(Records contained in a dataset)
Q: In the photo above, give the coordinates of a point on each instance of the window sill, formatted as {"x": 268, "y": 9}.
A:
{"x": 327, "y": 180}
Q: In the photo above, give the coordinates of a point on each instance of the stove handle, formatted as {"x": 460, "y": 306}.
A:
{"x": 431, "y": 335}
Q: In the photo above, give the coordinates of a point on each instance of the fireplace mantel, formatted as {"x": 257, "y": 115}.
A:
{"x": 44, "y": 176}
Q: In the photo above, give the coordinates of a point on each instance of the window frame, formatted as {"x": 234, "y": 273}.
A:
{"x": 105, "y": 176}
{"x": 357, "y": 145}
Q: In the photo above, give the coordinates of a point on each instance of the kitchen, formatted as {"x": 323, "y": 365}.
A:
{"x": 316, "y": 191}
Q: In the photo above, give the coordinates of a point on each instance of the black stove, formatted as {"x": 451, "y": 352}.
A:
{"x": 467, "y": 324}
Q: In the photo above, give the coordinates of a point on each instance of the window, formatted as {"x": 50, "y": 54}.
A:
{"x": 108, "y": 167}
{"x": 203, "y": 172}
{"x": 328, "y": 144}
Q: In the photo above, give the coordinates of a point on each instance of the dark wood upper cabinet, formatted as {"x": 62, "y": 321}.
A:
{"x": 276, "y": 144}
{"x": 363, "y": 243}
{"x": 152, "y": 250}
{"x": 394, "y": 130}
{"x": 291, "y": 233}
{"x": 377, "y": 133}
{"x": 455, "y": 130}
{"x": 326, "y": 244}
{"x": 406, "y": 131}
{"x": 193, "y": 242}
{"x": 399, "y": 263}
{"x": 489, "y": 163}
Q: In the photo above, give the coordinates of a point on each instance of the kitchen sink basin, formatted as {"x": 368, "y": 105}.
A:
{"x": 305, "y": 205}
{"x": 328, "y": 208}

## GIVEN PROBLEM
Without leaving anything out, quote all the data.

## EXERCISE ANSWER
Q: In the photo above, give the coordinates of a point on each instance of the window sill, formatted as {"x": 268, "y": 9}.
A:
{"x": 327, "y": 180}
Q: In the photo above, give the coordinates of a point on each instance of the stove handle, formatted as {"x": 460, "y": 306}.
A:
{"x": 431, "y": 335}
Q: In the photo above, give the coordinates of a point on each instance of the fireplace mantel, formatted as {"x": 257, "y": 115}.
A:
{"x": 44, "y": 176}
Q: In the photo above, give the coordinates of a point on each instance of the window frame, formatted as {"x": 234, "y": 273}.
A:
{"x": 105, "y": 176}
{"x": 357, "y": 145}
Q: In the photo above, give the coordinates of a point on each instance of the kitchen, formatted as {"x": 323, "y": 365}.
A:
{"x": 316, "y": 191}
Q: In the photo above, give the coordinates of a point on each instance of the black stove, formatted as {"x": 451, "y": 352}.
A:
{"x": 467, "y": 324}
Q: In the photo above, give the coordinates of a point on each instance of the window, formatted as {"x": 50, "y": 54}.
A:
{"x": 108, "y": 167}
{"x": 203, "y": 172}
{"x": 328, "y": 144}
Q: In the photo above, give the coordinates of a point on each instance of the dark wood upper cabinet, formatted as {"x": 62, "y": 321}.
A:
{"x": 276, "y": 144}
{"x": 363, "y": 243}
{"x": 152, "y": 250}
{"x": 394, "y": 130}
{"x": 291, "y": 233}
{"x": 377, "y": 133}
{"x": 455, "y": 130}
{"x": 326, "y": 244}
{"x": 406, "y": 131}
{"x": 193, "y": 242}
{"x": 399, "y": 263}
{"x": 489, "y": 163}
Q: In the photo above, give the coordinates of a point on each instance of the kitchen sink basin, formatted as {"x": 368, "y": 105}.
A:
{"x": 305, "y": 205}
{"x": 328, "y": 208}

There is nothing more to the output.